Collect each line of the items below that contains the string "overlapping", copying every such line in full.
------ RECORDS PROVIDED ------
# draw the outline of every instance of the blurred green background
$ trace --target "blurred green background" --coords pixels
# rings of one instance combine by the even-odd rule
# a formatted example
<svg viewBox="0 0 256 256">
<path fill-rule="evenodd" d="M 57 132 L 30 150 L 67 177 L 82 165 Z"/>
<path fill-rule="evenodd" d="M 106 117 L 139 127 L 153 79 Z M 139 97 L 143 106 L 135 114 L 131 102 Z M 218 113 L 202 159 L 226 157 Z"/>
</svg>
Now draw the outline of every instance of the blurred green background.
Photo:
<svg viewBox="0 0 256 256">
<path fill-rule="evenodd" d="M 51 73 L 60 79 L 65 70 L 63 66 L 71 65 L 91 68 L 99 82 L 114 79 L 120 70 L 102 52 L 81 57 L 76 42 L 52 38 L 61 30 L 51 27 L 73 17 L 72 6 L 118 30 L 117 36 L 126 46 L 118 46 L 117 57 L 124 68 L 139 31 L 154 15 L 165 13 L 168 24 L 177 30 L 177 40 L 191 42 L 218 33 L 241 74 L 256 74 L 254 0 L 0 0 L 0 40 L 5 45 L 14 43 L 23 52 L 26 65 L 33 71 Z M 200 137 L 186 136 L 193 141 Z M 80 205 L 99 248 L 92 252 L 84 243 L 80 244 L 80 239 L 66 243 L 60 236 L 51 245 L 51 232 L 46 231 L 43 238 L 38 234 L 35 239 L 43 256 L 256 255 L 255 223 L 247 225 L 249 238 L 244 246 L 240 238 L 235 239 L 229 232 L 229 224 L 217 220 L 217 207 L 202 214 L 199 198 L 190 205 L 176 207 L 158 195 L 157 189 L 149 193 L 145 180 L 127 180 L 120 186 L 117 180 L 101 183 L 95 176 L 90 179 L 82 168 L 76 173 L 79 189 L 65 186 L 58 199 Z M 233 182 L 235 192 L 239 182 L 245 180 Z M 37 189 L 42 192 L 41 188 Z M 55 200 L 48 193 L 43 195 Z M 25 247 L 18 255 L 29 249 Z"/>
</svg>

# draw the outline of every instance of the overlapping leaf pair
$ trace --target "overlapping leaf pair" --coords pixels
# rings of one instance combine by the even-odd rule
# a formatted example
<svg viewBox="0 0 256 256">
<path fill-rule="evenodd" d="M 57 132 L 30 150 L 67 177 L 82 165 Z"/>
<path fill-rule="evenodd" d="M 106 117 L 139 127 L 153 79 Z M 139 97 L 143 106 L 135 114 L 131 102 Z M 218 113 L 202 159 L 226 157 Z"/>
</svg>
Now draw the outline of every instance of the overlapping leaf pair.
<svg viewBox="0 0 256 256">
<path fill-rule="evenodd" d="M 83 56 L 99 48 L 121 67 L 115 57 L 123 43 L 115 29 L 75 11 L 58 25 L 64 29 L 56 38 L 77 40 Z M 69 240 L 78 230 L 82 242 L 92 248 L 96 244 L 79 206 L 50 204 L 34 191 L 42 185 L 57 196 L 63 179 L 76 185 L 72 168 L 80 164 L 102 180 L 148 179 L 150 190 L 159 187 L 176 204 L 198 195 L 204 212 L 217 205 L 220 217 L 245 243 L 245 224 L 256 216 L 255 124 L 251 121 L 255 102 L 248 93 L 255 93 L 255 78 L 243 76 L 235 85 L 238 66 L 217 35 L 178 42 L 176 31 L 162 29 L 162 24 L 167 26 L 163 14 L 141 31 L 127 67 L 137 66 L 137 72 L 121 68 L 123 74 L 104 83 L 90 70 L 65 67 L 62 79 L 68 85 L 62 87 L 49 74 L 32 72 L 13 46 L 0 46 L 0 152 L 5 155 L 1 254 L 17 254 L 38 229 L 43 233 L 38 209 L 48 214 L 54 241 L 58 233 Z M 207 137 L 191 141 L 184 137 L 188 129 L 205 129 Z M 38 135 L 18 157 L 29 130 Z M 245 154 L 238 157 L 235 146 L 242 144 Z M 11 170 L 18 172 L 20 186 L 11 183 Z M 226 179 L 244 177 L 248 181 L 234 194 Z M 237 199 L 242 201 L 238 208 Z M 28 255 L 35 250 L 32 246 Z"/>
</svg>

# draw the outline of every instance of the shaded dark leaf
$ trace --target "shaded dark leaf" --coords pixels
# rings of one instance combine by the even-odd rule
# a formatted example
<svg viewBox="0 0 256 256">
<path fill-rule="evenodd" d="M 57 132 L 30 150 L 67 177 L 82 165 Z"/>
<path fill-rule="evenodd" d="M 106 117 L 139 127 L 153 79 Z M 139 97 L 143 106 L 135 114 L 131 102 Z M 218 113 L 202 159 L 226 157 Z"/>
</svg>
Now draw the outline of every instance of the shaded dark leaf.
------
§ ANSWER BELOW:
# draw the outline of every instance of the overlapping leaf pair
$ trace --target "overlapping leaf pair" --coords pixels
Now draw the outline of every instance of the overlapping leaf pair.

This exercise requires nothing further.